Task brief » Would you copy the records exactly, leaving the pictures out?

*** Opening Excerpted data ***

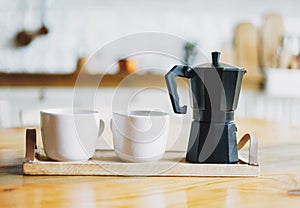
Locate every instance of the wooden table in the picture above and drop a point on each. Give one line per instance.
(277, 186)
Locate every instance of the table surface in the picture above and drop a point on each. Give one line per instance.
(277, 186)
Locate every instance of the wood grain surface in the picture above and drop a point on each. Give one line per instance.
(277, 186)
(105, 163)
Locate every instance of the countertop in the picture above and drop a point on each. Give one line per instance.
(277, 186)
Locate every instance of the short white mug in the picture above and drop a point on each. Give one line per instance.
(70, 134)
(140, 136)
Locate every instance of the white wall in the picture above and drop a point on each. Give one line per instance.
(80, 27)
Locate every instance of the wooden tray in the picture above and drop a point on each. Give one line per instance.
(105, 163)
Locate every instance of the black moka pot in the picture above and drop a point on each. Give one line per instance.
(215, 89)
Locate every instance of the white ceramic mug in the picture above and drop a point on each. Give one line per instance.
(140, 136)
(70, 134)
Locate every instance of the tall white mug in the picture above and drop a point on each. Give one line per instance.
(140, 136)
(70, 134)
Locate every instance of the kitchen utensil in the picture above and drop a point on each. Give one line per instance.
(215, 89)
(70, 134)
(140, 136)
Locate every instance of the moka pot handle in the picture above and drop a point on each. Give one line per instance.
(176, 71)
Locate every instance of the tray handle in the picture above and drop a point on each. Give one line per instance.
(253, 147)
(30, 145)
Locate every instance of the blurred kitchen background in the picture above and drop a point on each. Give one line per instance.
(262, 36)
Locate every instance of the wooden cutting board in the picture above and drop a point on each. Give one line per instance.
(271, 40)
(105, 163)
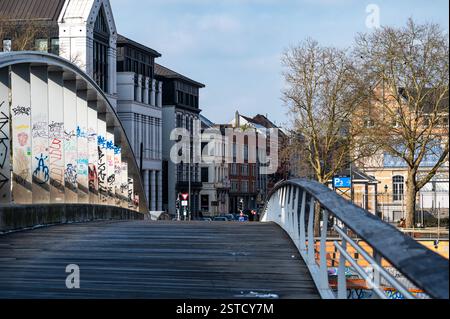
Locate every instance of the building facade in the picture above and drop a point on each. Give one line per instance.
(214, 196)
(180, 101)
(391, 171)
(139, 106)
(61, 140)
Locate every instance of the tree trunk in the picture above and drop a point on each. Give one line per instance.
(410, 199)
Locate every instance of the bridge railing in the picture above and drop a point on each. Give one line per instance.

*** Closing Excerpted data ***

Response box »
Locate every instance of the wooden table in the picture above and drop a point on each. Give one line per instance.
(277, 186)
Locate every instance of the table surface in the picture above and drop a point on each. Give one line per instance.
(277, 186)
Locate every instance of the wood grain surface in the picture above and drop a point on each. Give one line per instance.
(277, 186)
(105, 163)
Locate every instance of the countertop in the picture above and drop a point on each. Give one line per instance.
(277, 186)
Locate every instance of the short white mug in the picture above and drop a point on each. Give one line per instance.
(70, 134)
(140, 136)
Locate every instance of the white wall in the picture above and drop a point on each. Give one line per instance.
(80, 27)
Locate every instance of the wooden tray in the picture above and drop a point on each. Give one line per instance.
(105, 163)
Locate every instance of the black moka pot in the picture above and drop a point on each. Give one line per instance.
(215, 89)
Locate every instance of the white ceramic mug in the picture above and drop a point on each. Give one line per instance.
(140, 136)
(70, 134)
Locate every instance of the tall white mug in the picture above and drop a point on each. Give one line per instance.
(140, 136)
(70, 134)
Locate every instance of the kitchen utensil in the picture above and drop a point on each. Give one line per instance.
(215, 89)
(70, 134)
(140, 136)
Locate every instance of the moka pot handle in the picture above and drop a point on each. Give one line per instance.
(176, 71)
Locate every instance of the tray handle in the picture above and drop a point on each. Give one line per instance.
(253, 147)
(30, 145)
Locate every instance of the blurred kitchen background in the picture above and drop a point on each. Give one line per instance.
(262, 36)
Locate every instance of the wooden cutting board in the picture above and drop a point on each. Give one line per instance.
(271, 40)
(105, 163)
Locate every instance of the building facade in the picture above and drop a point on each. Give one line per instance.
(214, 196)
(180, 101)
(391, 171)
(139, 106)
(61, 140)
Locate every instance of the tree trunk in the picture above and drop a point on each. Give one line per instance.
(410, 199)
Locate every instance of the bridge railing in the picture above and drop a point on each. Give one line per instance.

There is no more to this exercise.